**WHAT YOU HAVE TO DO:** Without altering a single word, repeat the records that follow.

[[ DATA RECORDS, beginning ]]

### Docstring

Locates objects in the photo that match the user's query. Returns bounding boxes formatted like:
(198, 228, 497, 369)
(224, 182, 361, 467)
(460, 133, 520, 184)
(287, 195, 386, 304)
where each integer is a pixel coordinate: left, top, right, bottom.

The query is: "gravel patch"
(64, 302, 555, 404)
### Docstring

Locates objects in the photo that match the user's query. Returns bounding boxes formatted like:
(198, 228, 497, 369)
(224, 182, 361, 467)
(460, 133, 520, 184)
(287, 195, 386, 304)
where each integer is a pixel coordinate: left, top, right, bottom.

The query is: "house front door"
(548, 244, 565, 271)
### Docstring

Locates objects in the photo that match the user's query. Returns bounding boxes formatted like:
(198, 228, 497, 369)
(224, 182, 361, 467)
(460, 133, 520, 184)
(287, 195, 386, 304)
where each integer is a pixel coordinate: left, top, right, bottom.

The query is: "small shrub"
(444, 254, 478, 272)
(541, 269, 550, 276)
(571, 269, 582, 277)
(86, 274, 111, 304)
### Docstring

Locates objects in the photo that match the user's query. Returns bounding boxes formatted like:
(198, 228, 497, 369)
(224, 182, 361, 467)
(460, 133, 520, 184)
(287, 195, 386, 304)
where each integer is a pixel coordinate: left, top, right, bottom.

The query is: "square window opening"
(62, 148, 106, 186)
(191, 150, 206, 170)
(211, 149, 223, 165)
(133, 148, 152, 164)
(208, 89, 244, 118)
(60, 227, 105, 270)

[[ DATA RECORDS, end ]]

**OUTPUT BELOW:**
### Docstring

Locates objects in the photo that match the user's query. Returns bounding boxes formatted like:
(198, 228, 497, 369)
(224, 182, 361, 467)
(460, 133, 520, 184)
(287, 195, 386, 304)
where each integer is a pixel coordinate: left, top, right, bottom.

The query is: "gravel patch"
(64, 302, 555, 404)
### Docstring

Locates objects in the photo that match the user's query. Returns bounding boxes formatted like:
(198, 228, 497, 369)
(224, 182, 361, 467)
(460, 133, 520, 184)
(287, 195, 386, 304)
where each integer is a pixel coordinate: left, top, right, bottom.

The query is: "house front door"
(548, 244, 565, 271)
### Docstring

Locates objects in the photo that match the user's query. Returns bounding boxes formatted like:
(198, 228, 497, 369)
(224, 182, 361, 467)
(460, 133, 520, 184)
(287, 195, 386, 304)
where each integer is a pixel coordinate: left, top, right, bottom.

The query is: "small shrub"
(444, 254, 478, 272)
(541, 269, 550, 276)
(571, 269, 582, 277)
(86, 274, 111, 304)
### Docstring

Locates objects in the photo that match the user's query. Returns bounding boxes formatted like:
(198, 228, 497, 369)
(224, 182, 361, 467)
(460, 133, 520, 184)
(287, 195, 386, 304)
where each integer is a pixel coordinate: left, top, right, bottom.

The query is: "square window opening"
(62, 148, 106, 186)
(191, 150, 206, 170)
(211, 149, 223, 165)
(133, 148, 152, 164)
(208, 89, 244, 118)
(60, 227, 105, 270)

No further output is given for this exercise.